## GOAL
Copy out every row below, word for word.

Region labeling records:
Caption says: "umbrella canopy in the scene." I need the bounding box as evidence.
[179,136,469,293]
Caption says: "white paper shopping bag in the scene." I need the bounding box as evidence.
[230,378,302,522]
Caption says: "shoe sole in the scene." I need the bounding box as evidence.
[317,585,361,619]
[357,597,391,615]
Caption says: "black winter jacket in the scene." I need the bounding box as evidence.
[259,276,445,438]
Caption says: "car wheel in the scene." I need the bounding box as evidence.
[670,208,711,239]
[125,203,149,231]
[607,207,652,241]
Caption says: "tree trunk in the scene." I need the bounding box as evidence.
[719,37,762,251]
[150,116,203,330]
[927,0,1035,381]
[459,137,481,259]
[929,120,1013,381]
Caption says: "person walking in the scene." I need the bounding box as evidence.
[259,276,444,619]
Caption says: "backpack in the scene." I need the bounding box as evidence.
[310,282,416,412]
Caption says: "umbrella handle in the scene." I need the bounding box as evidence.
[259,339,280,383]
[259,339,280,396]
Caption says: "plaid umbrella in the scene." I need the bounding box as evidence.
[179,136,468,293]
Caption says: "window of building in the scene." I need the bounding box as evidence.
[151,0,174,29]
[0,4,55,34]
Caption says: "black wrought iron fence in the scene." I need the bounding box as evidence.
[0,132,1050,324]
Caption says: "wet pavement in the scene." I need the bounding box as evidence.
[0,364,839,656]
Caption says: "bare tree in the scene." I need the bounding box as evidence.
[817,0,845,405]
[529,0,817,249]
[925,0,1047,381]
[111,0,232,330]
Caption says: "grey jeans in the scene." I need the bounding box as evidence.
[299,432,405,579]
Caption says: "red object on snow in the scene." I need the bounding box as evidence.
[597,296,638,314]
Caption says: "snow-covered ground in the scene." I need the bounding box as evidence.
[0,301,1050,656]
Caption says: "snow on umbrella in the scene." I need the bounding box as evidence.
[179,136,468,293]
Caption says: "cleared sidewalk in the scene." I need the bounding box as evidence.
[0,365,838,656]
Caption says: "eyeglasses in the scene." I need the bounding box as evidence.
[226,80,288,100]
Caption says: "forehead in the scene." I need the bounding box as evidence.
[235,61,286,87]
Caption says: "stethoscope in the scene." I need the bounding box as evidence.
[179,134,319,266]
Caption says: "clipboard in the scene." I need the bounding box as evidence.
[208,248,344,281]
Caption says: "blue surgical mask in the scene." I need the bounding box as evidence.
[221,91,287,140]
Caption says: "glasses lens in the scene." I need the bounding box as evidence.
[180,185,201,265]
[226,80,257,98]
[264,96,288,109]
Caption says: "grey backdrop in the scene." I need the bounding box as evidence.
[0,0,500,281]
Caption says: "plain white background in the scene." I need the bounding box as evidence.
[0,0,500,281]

## REPLY TO THE TASK
Caption says: "umbrella canopy in the scene." I need the bounding box as evidence.
[179,136,469,293]
Caption says: "white paper shopping bag in the scene." I need the bounding box as evidence.
[230,378,302,522]
Caption says: "shoe sole in the scene." I need the bounding box as evidence.
[317,585,361,619]
[357,597,391,615]
Caption says: "black winter jacket in the scene." I need the bounding box as evidence.
[259,276,445,438]
Caption says: "car wheel in the scene." I need the bounding box as evidence.
[670,208,711,239]
[125,203,149,231]
[607,207,652,241]
Caption says: "tree trunk in the scene." I need the bounding box as evidence.
[719,37,762,251]
[150,116,203,330]
[927,0,1035,381]
[459,137,481,259]
[929,120,1013,381]
Caption says: "person walking in the scene." I need the bounding box as evidence.
[259,276,444,619]
Caption says: "backpack in the scene." I need the bounding box as evidence.
[310,282,416,412]
Caption says: "umbrella handle in the scene." I need the bounding box as evidence.
[259,339,280,383]
[259,339,280,396]
Caption says: "plaid umbrella in the scene." I need the bounding box as evidence.
[179,136,468,293]
Caption says: "window of building in the scene." I need the bounding box as evidence.
[151,0,174,29]
[0,4,55,34]
Caption says: "black wrought iron fence in the scene." I need the bounding box as evidence.
[0,132,1050,324]
Caption says: "wet pavement in the scene." I need the bounding box as evidence.
[0,364,839,656]
Caption says: "bare tree in the scene." I need the bounding box as evidence.
[817,0,845,405]
[529,0,817,249]
[925,0,1047,381]
[111,0,232,330]
Caption says: "grey jeans in the scene." I need the bounding box as evidence.
[299,432,405,579]
Caption says: "red object on snow in the scene." I need the bounding box as evidence.
[597,296,638,314]
Caption says: "snow-covered ground in the scene." I need the bounding box as evidence.
[0,301,1050,656]
Caption says: "snow on umbrella in the scene." I need the bounding box as evidence.
[179,136,468,293]
Caption says: "cleared sidewalk in the scene." I need the bounding box as evidence.
[0,365,838,656]
Caption says: "eyeglasses in the scene." I need the bounding box as evidence.
[226,80,288,100]
Caption says: "forehead in the scene." I need the bounding box as evidence.
[235,61,286,87]
Caption says: "stethoscope in the scene." I need the bounding box as evidence.
[179,134,319,266]
Caption says: "clipboard in the scene." I need the bounding box as evidence.
[208,248,344,281]
Caption says: "blue surgical mask in the scene." I need the bounding box as evidence.
[221,91,287,140]
Caption says: "glasses lens in the scene." I need the bounding box as evidence.
[180,185,201,265]
[226,80,257,98]
[264,96,288,109]
Caption says: "grey backdrop in the scene." I need the bounding box as evidence.
[0,0,500,281]
Caption says: "plain white background in the scene." I need the bounding box as evidence.
[0,0,500,281]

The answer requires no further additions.